→ **READING TEXT**
◆ ◆ ◆ ◆

How to move Hydrogen

Moving molecules in high volume is the hardest part to get cost-effective in hydrogen. Without any clear path to build on existing infrastructure, the hydrogen economy doesn’t take off. That’s why the DOE commercial liftoff report, which I was co-lead author on, indicated that shared pipelines are one of the most crucial parts of commercial liftoff for hydrogen, and why many of the hubs are likely to have common carrier pipelines.

Until we have pipelines, the picture is much more complicated:

H2 midstream pulled from the DOE H2 Commercial Liftoff report (which I was one of the lead authors of)

While you can see many ways above to move and store hydrogen, ultimately we don’t succeed without at least regional hydrogen pipelines – any other method is either for small-scale uses or is an expensive stop-gap.

It’s always important to consider how this stacks up to other ways of moving energy. Moving hydrogen is harder than moving natural gas, much harder than moving petroleum, and, at scale, much easier to move than electrons.

Distribution is the hard part of hydrogen. If we can’t get this right, hydrogen doesn’t happen.

First, some history– the earlier days

We’ve been moving hydrogen mixtures in pipelines since the 1800s. Town gas was created by gasifying coal and cleaning it. It was up to 55% H2 with some other gases mixed in. This has been around since the early 1800s. As we developed better methods of mining natural gas and oil, the use of coal to create hydrogen has dropped off (except in some countries). Hawaii currently can use up to 30% hydrogen in their natural gas grid. We have had high purity hydrogen pipelines for decades now in the gulf coast and Northwest EU. The only new parts are expanding these various use cases to regional and national grids and making them open access.

How me move hydrogen now

In order of volume:

1.       Most hydrogen is used by co-located facilities – the production is next to the end user

2.       Second is moving H2 in pipelines in massive chemical and refining regions life the gulf coast, Saudi Arabia, and Northwest EU

3.       Third is liquefying it and moving it as a liquid in a cryo tanker truck

4.       Fourth, barely used at all currently but potentially a low-cost method, is moving it in compressed gaseous tanker trucks

 Liquid hydrogen is one to two orders of magnitude more expensive than pipeline and up to an order of magnitude more expensive than gaseous.

◆ ◆ ◆ ◆

→ **DATASET EXCERPTS**
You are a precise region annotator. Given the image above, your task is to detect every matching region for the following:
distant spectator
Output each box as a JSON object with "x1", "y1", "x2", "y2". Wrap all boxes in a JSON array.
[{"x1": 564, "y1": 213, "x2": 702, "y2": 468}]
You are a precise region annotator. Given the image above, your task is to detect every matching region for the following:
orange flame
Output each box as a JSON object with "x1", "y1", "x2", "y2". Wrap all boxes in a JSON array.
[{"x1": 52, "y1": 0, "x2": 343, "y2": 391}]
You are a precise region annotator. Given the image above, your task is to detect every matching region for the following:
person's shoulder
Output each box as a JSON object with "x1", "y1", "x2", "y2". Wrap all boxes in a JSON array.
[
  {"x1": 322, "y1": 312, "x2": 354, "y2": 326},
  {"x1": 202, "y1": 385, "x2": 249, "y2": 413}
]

◆ ◆ ◆ ◆

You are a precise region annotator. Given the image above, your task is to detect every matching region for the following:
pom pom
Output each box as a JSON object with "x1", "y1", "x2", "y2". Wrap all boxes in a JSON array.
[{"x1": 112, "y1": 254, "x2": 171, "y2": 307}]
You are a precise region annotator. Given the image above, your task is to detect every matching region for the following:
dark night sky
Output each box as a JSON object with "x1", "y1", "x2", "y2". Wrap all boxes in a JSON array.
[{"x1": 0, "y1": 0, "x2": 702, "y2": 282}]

◆ ◆ ◆ ◆

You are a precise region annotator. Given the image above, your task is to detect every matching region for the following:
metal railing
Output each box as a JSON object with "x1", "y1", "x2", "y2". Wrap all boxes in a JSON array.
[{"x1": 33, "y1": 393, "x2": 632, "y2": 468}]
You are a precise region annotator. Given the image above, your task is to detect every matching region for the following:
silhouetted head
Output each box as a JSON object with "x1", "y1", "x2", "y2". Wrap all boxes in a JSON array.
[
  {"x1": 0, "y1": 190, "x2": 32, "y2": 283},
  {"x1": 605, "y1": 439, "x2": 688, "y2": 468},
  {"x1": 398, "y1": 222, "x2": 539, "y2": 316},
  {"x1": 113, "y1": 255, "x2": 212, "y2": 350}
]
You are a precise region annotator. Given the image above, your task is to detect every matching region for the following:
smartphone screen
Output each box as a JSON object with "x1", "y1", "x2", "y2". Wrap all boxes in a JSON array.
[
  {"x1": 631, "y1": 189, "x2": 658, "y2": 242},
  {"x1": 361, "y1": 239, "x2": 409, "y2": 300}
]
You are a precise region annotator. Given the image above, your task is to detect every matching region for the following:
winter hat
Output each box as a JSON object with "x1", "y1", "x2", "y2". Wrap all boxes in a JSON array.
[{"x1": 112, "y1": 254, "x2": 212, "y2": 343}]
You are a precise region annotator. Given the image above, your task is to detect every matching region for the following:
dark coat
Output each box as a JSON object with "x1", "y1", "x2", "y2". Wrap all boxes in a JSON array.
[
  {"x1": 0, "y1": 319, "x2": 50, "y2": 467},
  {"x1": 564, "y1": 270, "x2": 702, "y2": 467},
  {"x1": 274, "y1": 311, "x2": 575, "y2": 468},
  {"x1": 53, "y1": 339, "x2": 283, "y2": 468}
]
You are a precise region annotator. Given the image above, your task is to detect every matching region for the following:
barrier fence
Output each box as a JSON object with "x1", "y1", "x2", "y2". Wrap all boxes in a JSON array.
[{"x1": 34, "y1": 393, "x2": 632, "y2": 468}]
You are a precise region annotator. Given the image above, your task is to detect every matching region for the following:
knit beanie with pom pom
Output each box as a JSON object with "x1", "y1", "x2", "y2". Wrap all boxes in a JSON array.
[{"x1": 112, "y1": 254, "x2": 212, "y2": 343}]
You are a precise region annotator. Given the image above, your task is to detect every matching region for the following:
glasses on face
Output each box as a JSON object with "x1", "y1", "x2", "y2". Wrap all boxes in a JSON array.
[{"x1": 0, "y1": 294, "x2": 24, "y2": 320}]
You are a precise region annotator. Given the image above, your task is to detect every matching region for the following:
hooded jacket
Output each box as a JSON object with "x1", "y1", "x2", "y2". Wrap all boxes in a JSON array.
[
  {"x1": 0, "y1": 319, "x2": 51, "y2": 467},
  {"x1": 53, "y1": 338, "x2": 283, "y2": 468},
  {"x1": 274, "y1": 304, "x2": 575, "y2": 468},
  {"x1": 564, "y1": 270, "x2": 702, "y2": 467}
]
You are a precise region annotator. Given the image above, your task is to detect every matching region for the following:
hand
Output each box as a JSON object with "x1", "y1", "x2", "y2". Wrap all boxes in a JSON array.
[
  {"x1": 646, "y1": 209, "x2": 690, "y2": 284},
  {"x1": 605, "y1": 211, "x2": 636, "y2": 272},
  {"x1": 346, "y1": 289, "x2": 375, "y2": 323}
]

◆ ◆ ◆ ◆

→ **PROBLEM A**
In the hydrogen transport text above, retype the stretch from "First, some history–" through "them open access.".
→ **PROBLEM B**
Translate this sentence from the hydrogen transport text into Spanish: "Town gas was created by gasifying coal and cleaning it."

→ **REPLY A**
First, some history– the earlier days

We’ve been moving hydrogen mixtures in pipelines since the 1800s. Town gas was created by gasifying coal and cleaning it. It was up to 55% H2 with some other gases mixed in. This has been around since the early 1800s. As we developed better methods of mining natural gas and oil, the use of coal to create hydrogen has dropped off (except in some countries). Hawaii currently can use up to 30% hydrogen in their natural gas grid. We have had high purity hydrogen pipelines for decades now in the gulf coast and Northwest EU. The only new parts are expanding these various use cases to regional and national grids and making them open access.

→ **REPLY B**
El gas de ciudad se creaba gasificando el carbón y limpiándolo.